*** Excerpt ***
AI Coding Guide

AI-Assisted Software Engineering

Common Pitfalls & Recovery

By Richard Osborne, CTO at Visual Hive

Last updated:

TLDR

Most AI coding failures are predictable and preventable. The big ones: skipping the brainstorm, no quality rules, tasks too big, not enforcing the 8/10 minimum, circular debugging without starting fresh. Knowing the failure patterns lets you catch them before they become expensive.

Failure Pattern 1: Skipping the Brainstorm

Symptoms: Started building immediately. Now 3 weeks in and the scope is unclear, the architecture has been refactored twice, and the sprint plan doesn't match what's been built.

Recovery: Stop building. Open Claude. Describe the current state. Have the brainstorm you should have had at the start. Generate or update your foundation docs. Resume with clarity.

Failure Pattern 2: Weak Quality Rules

Symptoms: Tests are inconsistent (some tasks have them, many don't). Code style varies. AI keeps doing something you told it not to.

Recovery: Tighten your .clinerules. "Write tests" → "Unit tests are mandatory for all business logic. Minimum 3 tests per function. No exceptions." Then run a phase audit to find the gaps and fix them.

Failure Pattern 3: Tasks Too Big

Symptoms: AI produces 500+ lines for a single task. Some things work, some don't. Confidence score is 6/10. Not sure what to fix first.

Recovery: Split the task into subtasks, each with its own spec. Start a fresh conversation for each subtask. Apply the 8/10 rule to each one before moving to the next.

Failure Pattern 4: Ignoring the 8/10 Threshold

Symptoms: Multiple tasks at 6–7/10 "because we'll fix it later." Now you're on Task 15 and half the earlier tasks are broken in ways that affect everything built on top of them.

Recovery: Stop forward progress. List all tasks below 8/10. Fix them before continuing. Yes, it's painful. But it's less painful than building a tower on a cracked foundation.

Failure Pattern 5: Circular Debugging

Symptoms: Been trying to fix the same bug for 2+ hours. AI keeps suggesting variations of the same broken approach. Each fix introduces a new problem.
*** Supplied records ***
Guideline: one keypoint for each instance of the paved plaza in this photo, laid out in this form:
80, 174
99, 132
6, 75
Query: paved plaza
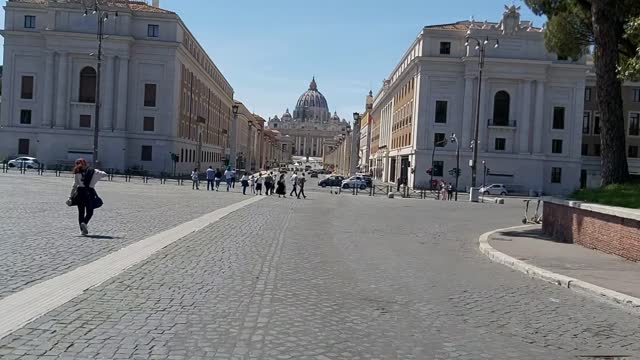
330, 277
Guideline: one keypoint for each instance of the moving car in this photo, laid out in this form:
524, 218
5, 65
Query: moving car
494, 189
333, 180
354, 181
24, 161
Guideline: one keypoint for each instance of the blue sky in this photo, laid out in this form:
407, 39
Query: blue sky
269, 50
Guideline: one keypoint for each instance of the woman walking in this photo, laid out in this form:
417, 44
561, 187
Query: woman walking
194, 177
83, 193
281, 190
259, 182
244, 181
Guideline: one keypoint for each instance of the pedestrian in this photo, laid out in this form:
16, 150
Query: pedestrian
301, 182
259, 182
268, 183
228, 175
294, 184
281, 190
218, 178
83, 193
252, 184
210, 178
233, 178
194, 177
244, 181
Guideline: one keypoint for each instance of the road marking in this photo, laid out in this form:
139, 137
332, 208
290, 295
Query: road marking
21, 308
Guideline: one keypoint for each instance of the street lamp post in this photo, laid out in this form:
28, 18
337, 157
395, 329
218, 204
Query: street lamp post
481, 47
454, 139
102, 16
233, 135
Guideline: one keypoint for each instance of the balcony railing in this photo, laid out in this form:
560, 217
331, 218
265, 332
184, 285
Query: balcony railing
501, 123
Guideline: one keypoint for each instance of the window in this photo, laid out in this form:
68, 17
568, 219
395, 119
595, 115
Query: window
29, 22
87, 85
23, 146
153, 30
150, 95
441, 112
85, 121
586, 122
147, 152
27, 87
25, 117
556, 146
438, 168
148, 123
501, 103
558, 117
445, 48
556, 175
585, 149
634, 124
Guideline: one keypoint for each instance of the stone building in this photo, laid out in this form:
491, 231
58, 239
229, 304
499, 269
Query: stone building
311, 128
160, 91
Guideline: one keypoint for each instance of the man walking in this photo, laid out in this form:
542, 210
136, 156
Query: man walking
301, 183
294, 184
210, 178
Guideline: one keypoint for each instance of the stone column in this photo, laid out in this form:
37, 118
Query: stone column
467, 115
482, 133
123, 85
538, 117
61, 90
523, 123
107, 86
47, 106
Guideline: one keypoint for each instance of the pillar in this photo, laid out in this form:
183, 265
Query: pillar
47, 106
538, 117
61, 90
467, 114
107, 103
524, 122
123, 85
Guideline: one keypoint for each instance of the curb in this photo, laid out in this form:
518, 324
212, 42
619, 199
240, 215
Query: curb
611, 296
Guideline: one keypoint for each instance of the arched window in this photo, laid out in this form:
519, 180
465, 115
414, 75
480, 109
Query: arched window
87, 85
501, 108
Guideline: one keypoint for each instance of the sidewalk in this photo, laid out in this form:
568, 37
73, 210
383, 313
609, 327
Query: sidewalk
560, 260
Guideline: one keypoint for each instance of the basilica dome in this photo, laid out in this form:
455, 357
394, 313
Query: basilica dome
312, 105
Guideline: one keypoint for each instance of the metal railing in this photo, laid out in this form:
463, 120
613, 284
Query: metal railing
502, 123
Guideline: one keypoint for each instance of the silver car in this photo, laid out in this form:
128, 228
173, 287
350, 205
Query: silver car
494, 189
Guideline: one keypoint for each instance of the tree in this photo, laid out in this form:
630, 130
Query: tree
612, 26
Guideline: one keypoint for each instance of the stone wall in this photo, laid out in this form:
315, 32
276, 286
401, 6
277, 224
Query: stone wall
612, 230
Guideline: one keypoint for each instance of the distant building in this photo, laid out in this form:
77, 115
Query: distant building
160, 93
531, 109
311, 128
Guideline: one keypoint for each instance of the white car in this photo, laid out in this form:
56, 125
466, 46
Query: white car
494, 189
24, 161
354, 181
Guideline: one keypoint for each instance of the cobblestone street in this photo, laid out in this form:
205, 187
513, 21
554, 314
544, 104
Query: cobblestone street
331, 277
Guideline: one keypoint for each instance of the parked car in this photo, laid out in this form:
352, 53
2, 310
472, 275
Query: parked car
333, 180
494, 189
24, 161
354, 181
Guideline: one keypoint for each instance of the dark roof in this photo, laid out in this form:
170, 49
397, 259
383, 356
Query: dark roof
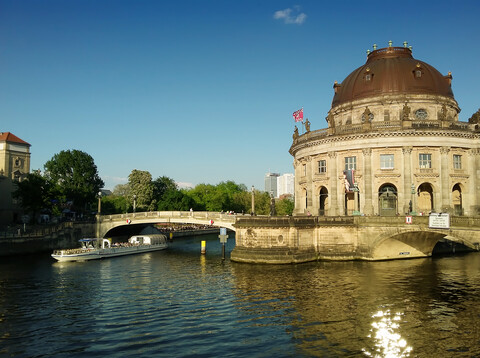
9, 137
392, 70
***
— Problem requirements —
Continue the guide to AI coding pitfalls above, starting right after its last sentence.

— Exercise output —
Recovery: Ask AI to write a context rescue document. Start a completely fresh conversation. Provide just the task doc, not the debugging history. Fresh eyes with no baggage.

Failure Pattern 6: Documentation Drift

Symptoms: ARCHITECTURE.md describes the schema that existed 3 sprints ago. AI generates code based on outdated schemas. Errors. Hours of debugging.

Recovery: Run a documentation audit (fresh Claude conversation). Ask it to compare the docs to the current codebase. Update everything. Add "update docs" to your task completion checklist.

Failure Pattern 7: AI Takes Over Decisions

Symptoms: Not sure how a feature works. AI made architecture choices you don't understand. Can't explain what the code does to anyone else.

Recovery: You're the architect. Ask AI to explain every major decision. Update ARCHITECTURE.md with explanations. If something was a bad choice, document why and either fix it or add a note that it needs fixing.

The Universal Recovery Protocol

  1. Stop adding new features
  2. Assess current state — what works, what doesn't, what's unclear
  3. Update your foundation docs to match reality
  4. Run a phase audit on the current codebase
  5. Create tasks for every fix needed
  6. Fix systematically, applying the 8/10 rule to each fix
  7. Resume with clarity

This protocol has saved projects that looked unsalvageable. The key is stopping the bleeding before it gets worse.